Written request =
From the listing that follows, extract every line and set it down unaltered.

Object pointing dataset rows

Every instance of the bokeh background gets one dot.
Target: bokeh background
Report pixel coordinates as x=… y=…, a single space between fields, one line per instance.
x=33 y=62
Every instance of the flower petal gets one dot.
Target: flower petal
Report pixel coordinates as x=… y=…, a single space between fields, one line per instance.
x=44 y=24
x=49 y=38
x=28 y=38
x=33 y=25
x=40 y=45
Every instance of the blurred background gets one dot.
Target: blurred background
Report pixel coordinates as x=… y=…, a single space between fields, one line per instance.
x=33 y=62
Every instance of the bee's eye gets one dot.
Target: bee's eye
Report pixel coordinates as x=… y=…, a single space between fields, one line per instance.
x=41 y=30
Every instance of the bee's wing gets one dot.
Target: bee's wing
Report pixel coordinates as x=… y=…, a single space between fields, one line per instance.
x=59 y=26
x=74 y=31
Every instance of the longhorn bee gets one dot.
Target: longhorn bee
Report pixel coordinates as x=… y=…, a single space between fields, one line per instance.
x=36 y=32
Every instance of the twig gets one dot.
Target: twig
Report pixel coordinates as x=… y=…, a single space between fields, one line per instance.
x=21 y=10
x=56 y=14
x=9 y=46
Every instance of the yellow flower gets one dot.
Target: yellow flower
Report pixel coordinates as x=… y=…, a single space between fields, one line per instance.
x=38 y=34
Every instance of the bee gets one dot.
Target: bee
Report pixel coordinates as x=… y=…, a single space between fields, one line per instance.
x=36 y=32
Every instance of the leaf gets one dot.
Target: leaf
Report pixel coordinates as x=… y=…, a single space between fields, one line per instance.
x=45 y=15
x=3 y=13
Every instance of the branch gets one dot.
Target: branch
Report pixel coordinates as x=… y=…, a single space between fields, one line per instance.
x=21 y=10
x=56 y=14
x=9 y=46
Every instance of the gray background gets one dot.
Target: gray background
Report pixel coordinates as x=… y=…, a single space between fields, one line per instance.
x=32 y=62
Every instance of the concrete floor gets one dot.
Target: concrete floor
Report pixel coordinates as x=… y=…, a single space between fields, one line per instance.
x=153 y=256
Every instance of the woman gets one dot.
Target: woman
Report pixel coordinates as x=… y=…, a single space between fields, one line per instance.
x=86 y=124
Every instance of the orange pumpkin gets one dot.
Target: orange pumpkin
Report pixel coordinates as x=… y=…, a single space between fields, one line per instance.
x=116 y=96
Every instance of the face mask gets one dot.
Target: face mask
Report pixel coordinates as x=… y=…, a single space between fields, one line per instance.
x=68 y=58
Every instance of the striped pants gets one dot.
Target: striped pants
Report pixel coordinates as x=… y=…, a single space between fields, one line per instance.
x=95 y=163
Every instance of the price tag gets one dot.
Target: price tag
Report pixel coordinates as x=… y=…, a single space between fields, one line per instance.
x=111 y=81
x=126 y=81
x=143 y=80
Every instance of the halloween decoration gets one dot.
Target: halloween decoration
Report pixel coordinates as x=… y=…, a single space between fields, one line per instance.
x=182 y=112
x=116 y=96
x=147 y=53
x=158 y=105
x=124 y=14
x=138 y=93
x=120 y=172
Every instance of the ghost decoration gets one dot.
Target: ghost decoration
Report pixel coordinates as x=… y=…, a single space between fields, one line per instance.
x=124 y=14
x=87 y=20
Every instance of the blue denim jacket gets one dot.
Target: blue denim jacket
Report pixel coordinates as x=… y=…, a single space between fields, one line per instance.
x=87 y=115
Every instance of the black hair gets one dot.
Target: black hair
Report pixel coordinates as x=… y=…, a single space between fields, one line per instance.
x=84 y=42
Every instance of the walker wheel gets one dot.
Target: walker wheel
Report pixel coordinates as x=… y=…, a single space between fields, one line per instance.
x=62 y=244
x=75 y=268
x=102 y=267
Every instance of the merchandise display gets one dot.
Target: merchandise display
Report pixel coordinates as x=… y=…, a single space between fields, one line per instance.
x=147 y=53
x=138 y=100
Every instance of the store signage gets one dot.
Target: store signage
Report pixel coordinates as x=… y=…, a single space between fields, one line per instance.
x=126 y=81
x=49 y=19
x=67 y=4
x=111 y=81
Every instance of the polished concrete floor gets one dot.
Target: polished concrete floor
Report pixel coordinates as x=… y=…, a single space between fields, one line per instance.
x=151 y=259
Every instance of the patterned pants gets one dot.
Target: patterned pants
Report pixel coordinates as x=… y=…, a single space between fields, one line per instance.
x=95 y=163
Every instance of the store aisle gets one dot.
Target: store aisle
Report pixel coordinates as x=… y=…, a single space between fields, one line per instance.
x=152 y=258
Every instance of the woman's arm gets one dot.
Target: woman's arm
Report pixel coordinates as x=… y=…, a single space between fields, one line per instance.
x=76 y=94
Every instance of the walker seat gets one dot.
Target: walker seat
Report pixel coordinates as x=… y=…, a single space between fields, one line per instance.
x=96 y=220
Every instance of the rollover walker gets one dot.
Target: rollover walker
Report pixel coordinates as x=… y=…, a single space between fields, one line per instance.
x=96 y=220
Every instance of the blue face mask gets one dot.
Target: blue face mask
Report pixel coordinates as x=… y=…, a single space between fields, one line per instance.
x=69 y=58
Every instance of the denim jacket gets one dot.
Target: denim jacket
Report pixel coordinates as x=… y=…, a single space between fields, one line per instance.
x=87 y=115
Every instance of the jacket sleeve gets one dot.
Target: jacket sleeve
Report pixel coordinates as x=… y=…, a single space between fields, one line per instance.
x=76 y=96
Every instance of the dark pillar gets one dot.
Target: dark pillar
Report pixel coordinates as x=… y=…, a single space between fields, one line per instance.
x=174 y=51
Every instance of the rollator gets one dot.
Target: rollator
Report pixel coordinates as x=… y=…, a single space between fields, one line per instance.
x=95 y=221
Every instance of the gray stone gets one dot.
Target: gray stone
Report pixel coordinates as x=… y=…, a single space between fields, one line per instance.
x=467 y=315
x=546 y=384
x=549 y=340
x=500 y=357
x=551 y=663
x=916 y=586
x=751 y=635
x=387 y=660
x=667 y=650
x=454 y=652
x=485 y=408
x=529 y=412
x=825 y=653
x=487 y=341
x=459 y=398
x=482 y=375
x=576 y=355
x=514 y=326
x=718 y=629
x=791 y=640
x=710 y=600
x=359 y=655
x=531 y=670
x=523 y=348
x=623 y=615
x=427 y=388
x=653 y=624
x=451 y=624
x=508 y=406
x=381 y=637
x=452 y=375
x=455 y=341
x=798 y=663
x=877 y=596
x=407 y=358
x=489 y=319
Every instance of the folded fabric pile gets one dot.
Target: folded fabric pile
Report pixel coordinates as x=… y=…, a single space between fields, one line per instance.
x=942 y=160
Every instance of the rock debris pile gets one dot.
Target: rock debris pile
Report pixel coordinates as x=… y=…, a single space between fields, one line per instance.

Worked solution =
Every instance of the bokeh background gets one dot.
Target: bokeh background
Report pixel coordinates as x=… y=…, a single space between fields, one line per instance.
x=33 y=62
Every instance of the flower petal gets one dot.
Target: flower petal
Report pixel coordinates as x=… y=…, a single space between fields, one line per instance.
x=44 y=24
x=49 y=38
x=28 y=38
x=33 y=25
x=40 y=45
Every instance of the blurred background gets one dot.
Target: blurred background
Report pixel coordinates as x=… y=…, a single space between fields, one line per instance.
x=33 y=62
Every instance of the bee's eye gets one dot.
Target: bee's eye
Report pixel coordinates as x=… y=…, a single space between fields, one line per instance.
x=41 y=30
Every instance of the bee's wing gets one dot.
Target: bee's wing
Report pixel coordinates as x=… y=…, a single space between fields, one line per instance.
x=59 y=26
x=74 y=31
Every instance of the longhorn bee gets one dot.
Target: longhorn bee
Report pixel coordinates as x=… y=…, a single space between fields, one line per instance.
x=36 y=32
Every instance of the twig gets one dot.
Target: twig
Report pixel coordinates as x=… y=…, a single space between fields, one line per instance.
x=21 y=10
x=56 y=14
x=9 y=46
Every instance of the yellow flower gets one dot.
Target: yellow flower
Report pixel coordinates as x=… y=…, a single space between fields, one line per instance.
x=38 y=34
Every instance of the bee gets one dot.
Target: bee
Report pixel coordinates as x=… y=…, a single space between fields, one line per instance.
x=36 y=32
Every instance of the leaf gets one dot.
Target: leaf
Report pixel coordinates as x=… y=…, a single space between fields, one line per instance.
x=45 y=15
x=3 y=13
Every instance of the branch gets one dot.
Target: branch
Report pixel coordinates as x=… y=…, a single space between fields, one line per instance.
x=21 y=10
x=56 y=14
x=9 y=46
Every instance of the gray background gets one dot.
Target: gray background
Report pixel coordinates as x=… y=…, a single space between fields, one line per instance.
x=32 y=62
Every instance of the concrete floor gets one dot.
Target: concrete floor
Report pixel coordinates as x=… y=…, a single space between fields, one line per instance.
x=153 y=256
Every instance of the woman gets one dot.
Target: woman
Report pixel coordinates as x=… y=…, a single space between fields, one line per instance.
x=86 y=124
Every instance of the orange pumpkin gets one dot.
Target: orange pumpkin
Report pixel coordinates as x=… y=…, a single space between fields, one line per instance.
x=116 y=96
Every instance of the face mask gets one dot.
Target: face mask
Report pixel coordinates as x=… y=…, a single space between fields, one line per instance.
x=68 y=58
Every instance of the striped pants gets one dot.
Target: striped pants
Report pixel coordinates as x=… y=…, a single space between fields, one line per instance.
x=95 y=163
Every instance of the price tag gets one dot.
Target: price tag
Report pixel coordinates as x=… y=…, a single space between fields, one line per instance.
x=111 y=81
x=126 y=81
x=143 y=80
Every instance of the halloween decoration gets one dot.
Target: halloween decoration
Report pixel coordinates as x=… y=…, a single space between fields, one line per instance.
x=182 y=112
x=116 y=96
x=147 y=53
x=158 y=105
x=124 y=14
x=138 y=93
x=120 y=172
Every instance of the ghost decoration gets one dot.
Target: ghost decoration
Report pixel coordinates as x=… y=…, a single space between fields, one line per instance.
x=124 y=14
x=87 y=20
Every instance of the blue denim jacket gets one dot.
Target: blue denim jacket
Report pixel coordinates as x=… y=…, a single space between fields, one line per instance.
x=87 y=115
Every instance of the black hair gets one dot.
Target: black hair
Report pixel coordinates as x=… y=…, a single space between fields, one line per instance.
x=84 y=42
Every instance of the walker wheel gets one dot.
Target: walker wheel
Report pixel coordinates as x=… y=…, a single space between fields, one line per instance.
x=62 y=244
x=75 y=268
x=102 y=267
Every instance of the merchandise display gets one dot.
Target: merchandise display
Report pixel coordinates as x=… y=…, a single space between fields, one line per instance.
x=147 y=53
x=138 y=100
Every instance of the store signage gets one dot.
Target: store signage
Report pixel coordinates as x=… y=…, a single space between fields, one line per instance.
x=126 y=81
x=49 y=19
x=67 y=4
x=111 y=81
Every instance of the polished concrete floor gets one dot.
Target: polished concrete floor
Report pixel coordinates as x=… y=…, a single space between fields, one line per instance.
x=151 y=259
Every instance of the patterned pants gets one dot.
Target: patterned pants
Report pixel coordinates as x=… y=…, a single space between fields, one line per instance.
x=95 y=163
Every instance of the store aisle gets one dot.
Target: store aisle
Report pixel coordinates as x=… y=…, a single space between fields, one line per instance.
x=152 y=258
Every instance of the woman's arm gets one dot.
Target: woman's arm
Report pixel coordinates as x=… y=…, a single space between fields, one line per instance.
x=76 y=94
Every instance of the walker seat gets one dot.
Target: walker seat
Report pixel coordinates as x=… y=…, a single space between fields, one line per instance.
x=96 y=220
Every instance of the rollover walker gets one dot.
Target: rollover walker
Report pixel coordinates as x=… y=…, a single space between fields, one line per instance.
x=96 y=220
Every instance of the blue face mask gets one dot.
Target: blue face mask
Report pixel coordinates as x=… y=…, a single space between fields, one line per instance.
x=69 y=58
Every instance of the denim jacket gets one dot.
Target: denim jacket
Report pixel coordinates as x=… y=…, a single space between fields, one line per instance.
x=87 y=115
Every instance of the jacket sleeve gets one dot.
Target: jacket sleeve
Report pixel coordinates as x=… y=…, a single space between fields, one line per instance.
x=76 y=96
Every instance of the dark pillar gets one dot.
Target: dark pillar
Report pixel coordinates as x=… y=…, a single space between fields, one line per instance.
x=174 y=51
Every instance of the rollator gets one dot.
Target: rollator
Report pixel coordinates as x=… y=…, a single space between fields, one line per instance.
x=95 y=221
Every instance of the gray stone gets one dot.
Target: gray stone
Report pixel coordinates as x=… y=…, a single space between fields, one line per instance.
x=467 y=315
x=546 y=384
x=549 y=340
x=500 y=357
x=551 y=663
x=916 y=586
x=751 y=635
x=387 y=660
x=667 y=650
x=454 y=652
x=485 y=408
x=529 y=412
x=825 y=653
x=487 y=341
x=459 y=398
x=482 y=375
x=576 y=355
x=514 y=326
x=718 y=629
x=791 y=640
x=710 y=600
x=359 y=655
x=531 y=670
x=523 y=348
x=623 y=615
x=427 y=388
x=653 y=624
x=451 y=624
x=508 y=406
x=381 y=637
x=452 y=375
x=455 y=341
x=798 y=663
x=877 y=596
x=407 y=358
x=489 y=319
Every instance of the folded fabric pile gets one dot.
Target: folded fabric pile
Report pixel coordinates as x=… y=…, a single space between fields, one line per instance.
x=942 y=160
Every instance of the rock debris pile gets one dot.
Target: rock debris pile
Report pixel coordinates as x=… y=…, a single space between fields, one line per instance.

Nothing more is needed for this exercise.